Beides geht an der Realität vorbei, dass uns allen in Beziehung Dinge widerfahren, wir uns mit uns selbst auseinander setzen, weil wir eben in Beziehung stehen. Wir erleben uns darin. Der erste Einwurf (“poly macht das sicher schwierig”) schiebt jede Schwierigkeit auf die Polyamory, was nicht nur frech ist (weil es Poly irgendwie angreift) sondern vor allem respektlos (weil es mein Erleben auf den Lifestyle reduziert, weil es nicht anerkennt, dass im Einlassen die krassen Sachen geschehen.

Der zweite Einwurf (“Ava ist doch monogam”) macht das gleiche, und noch oben drauf unterstellt er Ava, sie wüsste nicht, was sie täte. Dahinter steckt die Annahme, dass Polyamory eine so grundsätzlich schlechte und perfide Idee ist, dass man da drin total kaputt gehen muss, dass man sich unversehens in einem schlimmen Chaos widerfindet. Wer sich in Gefahr begibt, kommt darin um.

Man stelle sich vor, Lesben und Schwulen würde bei jeder Beziehungskrise unterstellt, ihr Partner sei eben vielleicht doch hetero, oder bei jeder Schwierigkeit hieße es: Naja, ist ja sicher auch schwierig, so mit zwei Frauen (oder eben zwei Männern).

Oder, noch besser, man stelle sich vor ich würde auf die Krisen von vanilla mono Heteros und Heteras immer fragen, ob sie denn sicher wären, dass ihre Partner nicht kinky/ schwulesbisch/ poly sind, und ob das nicht ohnehin schwer wäre so monogam.

Das ist doch alles nicht loving und respecting, das ist doch in Unverständnis gewickelte Missachtung.

Fucking frozen hell. Es ist eine 6,5 – ich brauche Zuspruch und Unterstützung, und was bekomme ich? Dummes Infragestellen meiner emotionalen Identität.

Gewisse Sachen gefallen mir nicht, und ich gerate darüber in unregelmäßigen Abständen in die Krise. Neustes ungewolltes Kind der Beziehung: Das regelmäßige Sehen.

····················

▸ DEINE AUFGABE 1:
Ändere in den Zeilen weiter unten, beginnend mit der ersten und endend mit der Zeile, die „[432, 17, 468, 33]“ enthält (beide eingeschlossen), „Practice Worksheet“ in „Übungsblatt“ und gib diesen Abschnitt sonst unverändert wieder. Lass die Bilder dabei weg.
Der Text und die Zeilen haben nichts miteinander zu tun.

····················

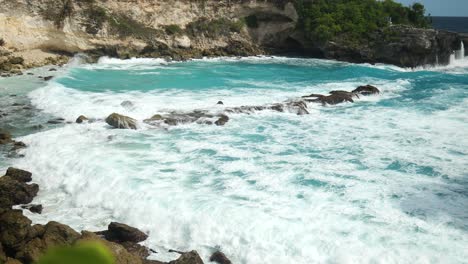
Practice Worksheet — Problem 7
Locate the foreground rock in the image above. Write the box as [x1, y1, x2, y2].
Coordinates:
[0, 168, 203, 264]
[106, 113, 137, 129]
[99, 222, 148, 243]
[169, 250, 203, 264]
[0, 168, 39, 208]
[210, 251, 232, 264]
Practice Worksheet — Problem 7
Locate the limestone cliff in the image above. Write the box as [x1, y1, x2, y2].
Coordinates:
[0, 0, 460, 73]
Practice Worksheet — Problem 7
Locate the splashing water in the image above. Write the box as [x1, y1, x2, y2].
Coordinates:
[0, 57, 468, 263]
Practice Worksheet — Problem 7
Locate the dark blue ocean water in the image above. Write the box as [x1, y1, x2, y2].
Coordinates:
[432, 17, 468, 33]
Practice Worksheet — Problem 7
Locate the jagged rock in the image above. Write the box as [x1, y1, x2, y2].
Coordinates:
[120, 242, 150, 259]
[0, 210, 32, 249]
[303, 92, 354, 105]
[106, 113, 137, 129]
[5, 167, 32, 183]
[210, 250, 232, 264]
[9, 57, 24, 64]
[76, 115, 89, 124]
[353, 84, 380, 95]
[0, 243, 7, 263]
[0, 172, 39, 208]
[215, 115, 229, 126]
[120, 101, 135, 109]
[21, 204, 42, 214]
[100, 222, 148, 243]
[169, 250, 203, 264]
[0, 130, 12, 145]
[47, 118, 65, 125]
[4, 258, 23, 264]
[15, 221, 80, 263]
[78, 231, 143, 264]
[11, 141, 26, 151]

····················

▸ DEINE AUFGABE 2:
Setz den Text über Polyamorie und Beziehungskrisen dort fort, wo er aufhört.

▸ DEINE ANTWORT 1:
Übungsblatt — Problem 7
Locate the foreground rock in the image above. Write the box as [x1, y1, x2, y2].
Coordinates:
[0, 168, 203, 264]
[106, 113, 137, 129]
[99, 222, 148, 243]
[169, 250, 203, 264]
[0, 168, 39, 208]
[210, 251, 232, 264]
Übungsblatt — Problem 7
Locate the limestone cliff in the image above. Write the box as [x1, y1, x2, y2].
Coordinates:
[0, 0, 460, 73]
Übungsblatt — Problem 7
Locate the splashing water in the image above. Write the box as [x1, y1, x2, y2].
Coordinates:
[0, 57, 468, 263]
Übungsblatt — Problem 7
Locate the dark blue ocean water in the image above. Write the box as [x1, y1, x2, y2].
Coordinates:
[432, 17, 468, 33]

▸ DEINE ANTWORT 2:
Noch nie hab ich so funktioniert. Eine nicht abreißende Kette von Verabredungen, und am Ende der einen weiß man schon, wann die nächste sein wird, das geht mir gegen den Strich. Das ist schon organisatorisch für mich blöd, weil ich wirklich viele wunderbare Menschen kenne, für dich ich Zeit haben will, und mit denen ich immer recht spontan schauen will. Dafür brauche ich freie Zeit.

An sich alles kein Problem, könnte man meinen, muss ich ja nur so machen, und es Cullawine erklären, ist ja logisch dass man hie und da über Sachen sprechen muss.
Aber was passiert, ist kompliziert. Ich wehre mich gegen das mir verkrampft anmutende ständige Verabreden und stelle fest, dass Cullawine das nicht so gut behagt. Und sofort gehen die Gedanken los.

Was heißt das dann? Ist mein Wunsch falsch? Bin ich böse deswegen? Liebe ich Cullawine nicht genug? Das will ich nicht glauben, erstmal sind ja Bedürfnisse eben Bedürfnisse, und die sind immer in Ordnung. Es muss in Ordnung sein, wenn man nicht so ist, wie der andere ist.
Oder bin ich vielleicht einfach nicht für eine Beziehung gemacht? Gehört das möglicherweise zu einer Beziehung dazu, dass man seine Treffen plant, und wenn mir das nicht gefällt, dann gefällt mir eben Beziehung nicht?
Oder muss das nicht zu Beziehung gehören, und es ist eher eine Unstimmigkeit zwischen Cullawine und mir? Mit wem anders wäre das gar kein Thema. Und heißt das dann, dass ich besser mit wem anders dran wäre, oder dass das dann eben ein Thema für uns ist?

Diese Gedanken sind fürchterlich zermürbend. Sie sind ein direkter Weg zu Zweifeln an meiner Liebe, an unserer Beziehung, an meiner Bindungsfähigkeit. Ich denke oft an die Diskussion mit Schwinger zurück, in der er mir vorwarf, ich wolle die “Auseinandersetzung mit dem Partner nur solange wie sie meine Kreise nicht stört”.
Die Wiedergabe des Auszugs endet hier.